>> Start SOURCE

Thursday, June 22, 2017

Grammy

Every Wednesday since J has been 3 months old, he has spent with his Grammy.  What a gift that routine has been...   My mom was a 3rd grade teacher before having kids and then a stay at home mom raising her 3.  I commend her for raising independent, strong, professional career women despite that route not appealing to her very much.

At 70 years old, she is all creativity and play.   Yesterday I got a text from her telling me that they spent 4 hours at the pool and then came home and "found monsters" in her neighborhood and made them invisible with squirt guns.  ...and rode his jeep ....and had a picnic.  Of course.  

Joseph lights up when he sees her and cries when its time to go.  She is pure love and joy and fun in his eyes.  There is always a game - mechanic Grammy and mechanic Joe was happening last week while they "fixed" his toy cars.  Or a car wash, a bicycle wash, an adventure.... a simple, old school, adventure.  A pause of gratitude for her patience, creativity and love of my little boy, her grandson. Their love is electric.

>> End SOURCE

GOALS:
[1] In the post about Grammy, what was the writer's mom before she had kids?
[2] Extract everything in the Grammy post from "At 70 years" down to "love is electric.".

>> Start MATERIAL SHOWN

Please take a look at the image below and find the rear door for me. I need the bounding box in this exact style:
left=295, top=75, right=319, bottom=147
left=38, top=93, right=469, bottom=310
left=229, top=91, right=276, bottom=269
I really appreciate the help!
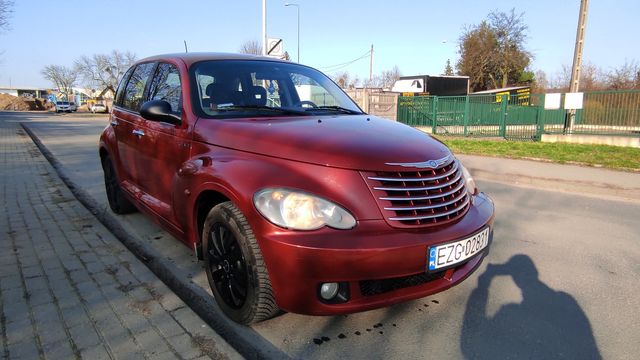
left=111, top=63, right=156, bottom=197
left=139, top=62, right=190, bottom=227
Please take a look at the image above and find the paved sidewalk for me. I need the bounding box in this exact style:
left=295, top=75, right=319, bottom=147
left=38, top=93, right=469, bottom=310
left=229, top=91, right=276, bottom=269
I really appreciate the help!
left=0, top=121, right=241, bottom=359
left=458, top=155, right=640, bottom=202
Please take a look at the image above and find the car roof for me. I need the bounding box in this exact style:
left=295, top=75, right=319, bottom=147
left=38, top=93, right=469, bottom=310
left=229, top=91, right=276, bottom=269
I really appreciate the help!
left=136, top=52, right=289, bottom=67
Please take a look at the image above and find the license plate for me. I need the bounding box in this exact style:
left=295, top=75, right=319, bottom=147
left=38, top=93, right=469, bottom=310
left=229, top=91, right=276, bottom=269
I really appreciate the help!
left=429, top=227, right=489, bottom=271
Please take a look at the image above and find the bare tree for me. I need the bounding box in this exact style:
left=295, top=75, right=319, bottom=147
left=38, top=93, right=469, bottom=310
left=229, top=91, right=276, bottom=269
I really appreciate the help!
left=533, top=70, right=550, bottom=94
left=0, top=0, right=13, bottom=31
left=607, top=61, right=640, bottom=90
left=377, top=65, right=402, bottom=88
left=40, top=65, right=78, bottom=97
left=457, top=9, right=533, bottom=91
left=238, top=40, right=262, bottom=55
left=75, top=50, right=136, bottom=97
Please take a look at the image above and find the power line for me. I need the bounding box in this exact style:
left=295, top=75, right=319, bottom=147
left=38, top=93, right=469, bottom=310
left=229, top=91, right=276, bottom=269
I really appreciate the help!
left=318, top=50, right=371, bottom=72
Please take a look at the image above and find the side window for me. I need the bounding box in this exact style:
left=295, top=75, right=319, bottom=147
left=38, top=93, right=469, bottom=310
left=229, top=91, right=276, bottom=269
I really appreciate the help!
left=122, top=63, right=155, bottom=112
left=115, top=66, right=133, bottom=106
left=148, top=63, right=182, bottom=115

>> End MATERIAL SHOWN

TASK-BY-TASK ANSWERS:
[1] She was a 3rd grade teacher.

[2]
At 70 years old, she is all creativity and play.   Yesterday I got a text from her telling me that they spent 4 hours at the pool and then came home and "found monsters" in her neighborhood and made them invisible with squirt guns.  ...and rode his jeep ....and had a picnic.  Of course.  

Joseph lights up when he sees her and cries when its time to go.  She is pure love and joy and fun in his eyes.  There is always a game - mechanic Grammy and mechanic Joe was happening last week while they "fixed" his toy cars.  Or a car wash, a bicycle wash, an adventure.... a simple, old school, adventure.  A pause of gratitude for her patience, creativity and love of my little boy, her grandson. Their love is electric.